**Task details:** Write each line below back out exactly, omitting its pictures.

**Entries provided:**
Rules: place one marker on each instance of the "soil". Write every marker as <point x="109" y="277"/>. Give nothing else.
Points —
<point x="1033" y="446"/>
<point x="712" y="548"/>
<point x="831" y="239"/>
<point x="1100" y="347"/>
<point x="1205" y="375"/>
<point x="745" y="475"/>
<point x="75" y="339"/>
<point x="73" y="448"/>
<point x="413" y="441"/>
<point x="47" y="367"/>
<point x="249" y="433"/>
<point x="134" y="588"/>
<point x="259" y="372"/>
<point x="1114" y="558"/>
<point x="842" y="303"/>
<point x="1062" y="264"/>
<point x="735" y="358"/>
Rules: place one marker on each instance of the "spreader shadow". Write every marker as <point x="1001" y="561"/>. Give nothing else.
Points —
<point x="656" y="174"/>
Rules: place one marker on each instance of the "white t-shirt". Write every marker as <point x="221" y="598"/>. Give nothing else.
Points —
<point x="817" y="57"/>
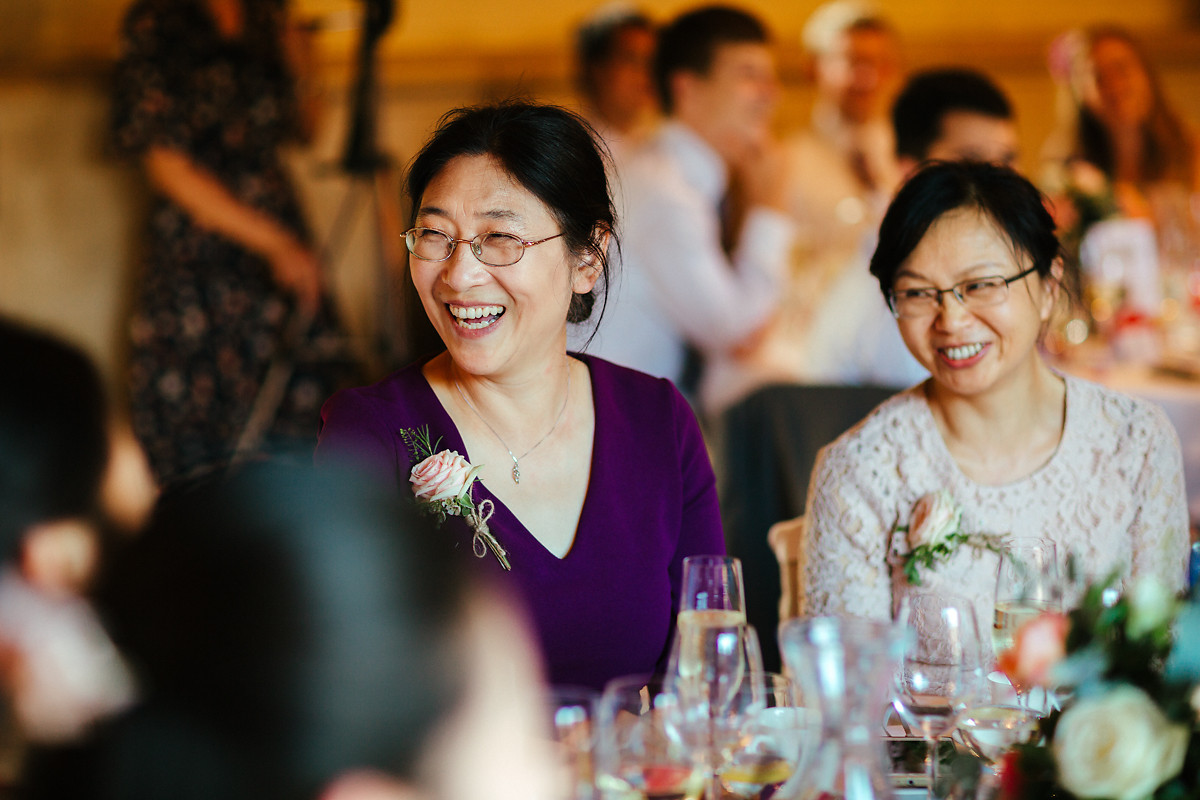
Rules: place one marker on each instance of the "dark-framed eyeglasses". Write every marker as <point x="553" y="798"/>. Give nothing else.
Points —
<point x="973" y="293"/>
<point x="492" y="248"/>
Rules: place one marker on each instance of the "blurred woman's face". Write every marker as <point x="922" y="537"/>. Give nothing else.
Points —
<point x="1121" y="91"/>
<point x="970" y="352"/>
<point x="496" y="319"/>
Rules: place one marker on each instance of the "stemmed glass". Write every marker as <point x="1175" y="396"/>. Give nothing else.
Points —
<point x="712" y="593"/>
<point x="1027" y="583"/>
<point x="709" y="666"/>
<point x="991" y="731"/>
<point x="765" y="743"/>
<point x="940" y="674"/>
<point x="643" y="749"/>
<point x="573" y="715"/>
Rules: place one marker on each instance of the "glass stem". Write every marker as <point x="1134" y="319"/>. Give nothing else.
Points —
<point x="933" y="768"/>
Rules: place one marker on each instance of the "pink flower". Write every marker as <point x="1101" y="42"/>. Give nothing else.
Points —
<point x="442" y="476"/>
<point x="1039" y="644"/>
<point x="935" y="516"/>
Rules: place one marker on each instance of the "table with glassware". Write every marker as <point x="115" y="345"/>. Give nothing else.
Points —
<point x="857" y="697"/>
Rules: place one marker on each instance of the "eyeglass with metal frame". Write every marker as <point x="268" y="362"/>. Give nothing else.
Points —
<point x="972" y="293"/>
<point x="493" y="248"/>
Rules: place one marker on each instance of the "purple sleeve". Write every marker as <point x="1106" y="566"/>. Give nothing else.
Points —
<point x="355" y="431"/>
<point x="700" y="530"/>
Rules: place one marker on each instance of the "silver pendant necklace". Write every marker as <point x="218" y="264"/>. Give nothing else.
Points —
<point x="516" y="459"/>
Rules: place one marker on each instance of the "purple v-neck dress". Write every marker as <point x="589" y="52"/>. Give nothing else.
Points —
<point x="607" y="607"/>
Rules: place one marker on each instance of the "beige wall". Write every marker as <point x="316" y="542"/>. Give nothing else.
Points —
<point x="69" y="212"/>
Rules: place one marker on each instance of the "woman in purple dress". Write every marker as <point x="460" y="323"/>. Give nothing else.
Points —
<point x="593" y="481"/>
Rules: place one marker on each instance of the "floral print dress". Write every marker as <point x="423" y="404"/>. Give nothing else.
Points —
<point x="209" y="316"/>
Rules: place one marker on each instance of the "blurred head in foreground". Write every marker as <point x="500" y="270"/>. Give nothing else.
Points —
<point x="67" y="475"/>
<point x="303" y="636"/>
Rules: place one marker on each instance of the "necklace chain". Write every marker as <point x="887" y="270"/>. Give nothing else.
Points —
<point x="516" y="464"/>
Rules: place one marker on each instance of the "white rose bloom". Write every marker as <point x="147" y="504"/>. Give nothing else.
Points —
<point x="934" y="517"/>
<point x="1151" y="605"/>
<point x="1117" y="745"/>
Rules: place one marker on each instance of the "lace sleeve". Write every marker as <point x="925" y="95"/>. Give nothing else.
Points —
<point x="1159" y="531"/>
<point x="845" y="546"/>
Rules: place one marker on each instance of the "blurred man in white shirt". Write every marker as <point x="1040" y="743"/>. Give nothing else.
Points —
<point x="677" y="286"/>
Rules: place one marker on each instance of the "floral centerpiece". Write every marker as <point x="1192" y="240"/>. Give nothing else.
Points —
<point x="442" y="481"/>
<point x="933" y="535"/>
<point x="1129" y="668"/>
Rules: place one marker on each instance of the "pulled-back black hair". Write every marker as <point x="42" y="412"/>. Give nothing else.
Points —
<point x="547" y="150"/>
<point x="929" y="96"/>
<point x="689" y="43"/>
<point x="53" y="432"/>
<point x="1002" y="194"/>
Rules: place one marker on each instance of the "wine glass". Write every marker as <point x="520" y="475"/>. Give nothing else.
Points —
<point x="708" y="666"/>
<point x="643" y="749"/>
<point x="763" y="744"/>
<point x="940" y="674"/>
<point x="1027" y="584"/>
<point x="991" y="731"/>
<point x="573" y="716"/>
<point x="713" y="590"/>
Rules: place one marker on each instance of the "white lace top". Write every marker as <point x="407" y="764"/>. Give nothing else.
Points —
<point x="1113" y="494"/>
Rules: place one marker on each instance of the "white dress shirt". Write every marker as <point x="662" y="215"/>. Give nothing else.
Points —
<point x="675" y="284"/>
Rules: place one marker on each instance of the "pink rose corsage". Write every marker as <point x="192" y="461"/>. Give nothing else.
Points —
<point x="442" y="481"/>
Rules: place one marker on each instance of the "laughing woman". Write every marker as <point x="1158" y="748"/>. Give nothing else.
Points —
<point x="969" y="263"/>
<point x="593" y="480"/>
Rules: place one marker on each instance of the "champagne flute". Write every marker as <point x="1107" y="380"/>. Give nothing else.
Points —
<point x="940" y="674"/>
<point x="642" y="747"/>
<point x="712" y="593"/>
<point x="573" y="715"/>
<point x="708" y="666"/>
<point x="765" y="744"/>
<point x="1027" y="584"/>
<point x="991" y="731"/>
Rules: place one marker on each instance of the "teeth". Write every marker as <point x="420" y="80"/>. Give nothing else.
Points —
<point x="465" y="316"/>
<point x="475" y="312"/>
<point x="964" y="352"/>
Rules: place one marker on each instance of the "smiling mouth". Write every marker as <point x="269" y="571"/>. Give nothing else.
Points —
<point x="963" y="352"/>
<point x="474" y="318"/>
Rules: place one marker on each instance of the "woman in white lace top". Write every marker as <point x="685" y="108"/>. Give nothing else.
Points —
<point x="970" y="265"/>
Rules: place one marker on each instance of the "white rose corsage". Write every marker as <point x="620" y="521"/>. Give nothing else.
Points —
<point x="442" y="481"/>
<point x="933" y="535"/>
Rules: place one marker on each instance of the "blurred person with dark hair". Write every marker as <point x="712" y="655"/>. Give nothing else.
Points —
<point x="300" y="636"/>
<point x="69" y="477"/>
<point x="204" y="97"/>
<point x="941" y="114"/>
<point x="581" y="483"/>
<point x="688" y="281"/>
<point x="953" y="114"/>
<point x="615" y="52"/>
<point x="1117" y="118"/>
<point x="838" y="176"/>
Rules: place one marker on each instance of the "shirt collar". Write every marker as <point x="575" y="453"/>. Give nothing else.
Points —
<point x="701" y="166"/>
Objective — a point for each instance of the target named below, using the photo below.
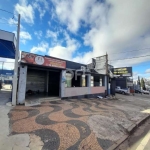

**Solution:**
Rules: place one marker on each instance of the "soil". Write every marker as <point x="109" y="277"/>. Give nothing else.
Points —
<point x="1033" y="446"/>
<point x="712" y="548"/>
<point x="831" y="239"/>
<point x="1100" y="347"/>
<point x="1205" y="375"/>
<point x="745" y="475"/>
<point x="75" y="339"/>
<point x="73" y="448"/>
<point x="413" y="441"/>
<point x="47" y="367"/>
<point x="249" y="433"/>
<point x="134" y="588"/>
<point x="259" y="372"/>
<point x="1114" y="558"/>
<point x="842" y="303"/>
<point x="1062" y="264"/>
<point x="735" y="358"/>
Rules: place one marker on each instance of the "spreader shadow". Write every marker as <point x="1001" y="561"/>. Give nothing else.
Points —
<point x="656" y="174"/>
Rules: place one marker on each instance of the "white t-shirt". Write every marker as <point x="221" y="598"/>. Give nothing else.
Points —
<point x="817" y="57"/>
Rules: place one marker on each instance of the "dark-framed eyeglasses". Write every marker as <point x="553" y="798"/>. Give nothing else.
Points —
<point x="973" y="293"/>
<point x="492" y="248"/>
Rules: place one marker on each instance of the "blurred woman's face". Write every marker as <point x="922" y="537"/>. Give nothing else.
Points —
<point x="1121" y="91"/>
<point x="970" y="352"/>
<point x="496" y="319"/>
Rules: place one marker on each instance of the "stemmed glass". Write every marker as <point x="1175" y="396"/>. Give nothing else.
Points —
<point x="712" y="593"/>
<point x="1027" y="583"/>
<point x="709" y="666"/>
<point x="991" y="731"/>
<point x="765" y="743"/>
<point x="940" y="674"/>
<point x="643" y="749"/>
<point x="573" y="715"/>
Rules: place one marker on each instance of the "glass stem". Write every marker as <point x="1134" y="319"/>. Give nothing else.
Points —
<point x="933" y="768"/>
Rules: place one marker on each instance of the "pink flower". Write every marker as <point x="1101" y="42"/>. Give nothing else.
Points —
<point x="442" y="476"/>
<point x="1039" y="644"/>
<point x="935" y="516"/>
Rules: place one marker on each instance of the "table with glassware". Write every marker as <point x="115" y="345"/>. Give nothing else.
Points —
<point x="857" y="697"/>
Rules: place one marker on each instance of the "eyeglass with metal frame". Write every marker as <point x="268" y="362"/>. Give nothing else.
Points —
<point x="972" y="293"/>
<point x="493" y="248"/>
Rules: place one marker on each instance of the "purple sleeve". Write every marker as <point x="1106" y="566"/>. Give nothing else.
Points —
<point x="355" y="431"/>
<point x="700" y="530"/>
Rules: place one marker on each instance of the "silver pendant necklace". Write every marker as <point x="218" y="264"/>. Give nothing else.
Points —
<point x="516" y="459"/>
Rules: place one marker on each instance of the "purple v-neck dress". Write every marker as <point x="589" y="52"/>. Give nothing else.
Points —
<point x="607" y="607"/>
Rules: place one marker on each instance of the "beige wall". Write every marker as <point x="316" y="542"/>. Give nothing else.
Points —
<point x="69" y="212"/>
Rules: place one marker on each instance of the "woman in purple dress". Write every marker as <point x="460" y="323"/>. Give nothing else.
Points —
<point x="593" y="481"/>
Rules: place one marker on each instance of the "floral print dress". Write every marker as <point x="423" y="404"/>. Give nothing else.
Points —
<point x="209" y="316"/>
Rules: place one marker on each instance of the "blurred head in foreground". Write every marker as <point x="500" y="270"/>. Give nothing else.
Points —
<point x="67" y="475"/>
<point x="303" y="636"/>
Rules: place one marker on each instance of the "necklace chain". Write every marker as <point x="887" y="270"/>. Give nothing else.
Points —
<point x="516" y="464"/>
Rules: place one marker on each instance of the "white rose bloom". Write every marker as <point x="147" y="504"/>. Give nothing else.
Points —
<point x="934" y="517"/>
<point x="1151" y="605"/>
<point x="1117" y="745"/>
Rules: place one marker on each instance of the "lace sleeve". Write every marker as <point x="925" y="95"/>. Give nothing else.
Points —
<point x="1159" y="531"/>
<point x="845" y="546"/>
Rules: place one marker on each instance of the "blurred man in white shirt". Write every marker as <point x="1040" y="743"/>. Give nothing else.
Points —
<point x="677" y="286"/>
Rules: place one marker on each instance of the "floral centerpiece". Write every marker as <point x="1192" y="240"/>. Give nothing else.
Points —
<point x="442" y="481"/>
<point x="933" y="535"/>
<point x="1129" y="668"/>
Rules: place one marker on each instance of the "pulled-back black hair". Write every marker as <point x="42" y="412"/>. Give nothing else.
Points —
<point x="547" y="150"/>
<point x="929" y="96"/>
<point x="689" y="43"/>
<point x="53" y="432"/>
<point x="1002" y="194"/>
Rules: place one marker on each instance of the "wine glass". Write every marker as <point x="520" y="475"/>. Give nothing else.
Points —
<point x="708" y="666"/>
<point x="643" y="749"/>
<point x="763" y="744"/>
<point x="940" y="674"/>
<point x="1027" y="584"/>
<point x="991" y="731"/>
<point x="573" y="716"/>
<point x="713" y="590"/>
Rules: place one marker on each instance of the "white lace top". Write every marker as <point x="407" y="764"/>. Give nothing else.
Points —
<point x="1113" y="494"/>
Rules: place one marker on each instance of the "white dress shirt". Write every marker as <point x="662" y="215"/>. Give nothing else.
Points —
<point x="675" y="284"/>
Rules: place one marker on each instance of the "pink rose corsage". Write every marker as <point x="192" y="461"/>. Give nothing else.
Points —
<point x="442" y="481"/>
Rules: place one marker on each instance of the "laughing woman". Write every marker as <point x="1158" y="748"/>. Give nothing else.
Points —
<point x="969" y="263"/>
<point x="593" y="480"/>
Rules: place one marker on each instance of the "champagne flute". Write every marker as <point x="1107" y="380"/>. Give nothing else.
Points —
<point x="940" y="674"/>
<point x="642" y="747"/>
<point x="712" y="593"/>
<point x="573" y="715"/>
<point x="708" y="666"/>
<point x="765" y="744"/>
<point x="1027" y="584"/>
<point x="991" y="731"/>
Rules: place one marker on each instance of the "teeth". Write every marker as <point x="420" y="80"/>. Give nothing else.
Points —
<point x="465" y="316"/>
<point x="475" y="312"/>
<point x="964" y="352"/>
Rules: place one marker on each instance of the "smiling mouth". Write every marker as <point x="269" y="571"/>. Give nothing else.
Points —
<point x="963" y="352"/>
<point x="474" y="318"/>
Rules: place one marker on each instance of the "woman in white lace top". Write every marker as <point x="685" y="108"/>. Give nothing else.
Points —
<point x="970" y="265"/>
Rules: place one marker on each instance of the "white rose corsage". Write every marker as <point x="620" y="521"/>. Give nothing else.
Points —
<point x="442" y="481"/>
<point x="933" y="535"/>
Rules: place one marker on each instance of the "blurred person with dark hair". Write every marker as <point x="712" y="655"/>. Give nothing else.
Points —
<point x="300" y="636"/>
<point x="69" y="477"/>
<point x="204" y="97"/>
<point x="941" y="114"/>
<point x="581" y="483"/>
<point x="688" y="281"/>
<point x="953" y="114"/>
<point x="615" y="52"/>
<point x="1117" y="118"/>
<point x="838" y="176"/>
Rules: place one marker on each instance of the "shirt collar". Write every marker as <point x="575" y="453"/>. Give nothing else.
Points —
<point x="701" y="166"/>
Objective — a point for each instance of the target named below, using the photo below.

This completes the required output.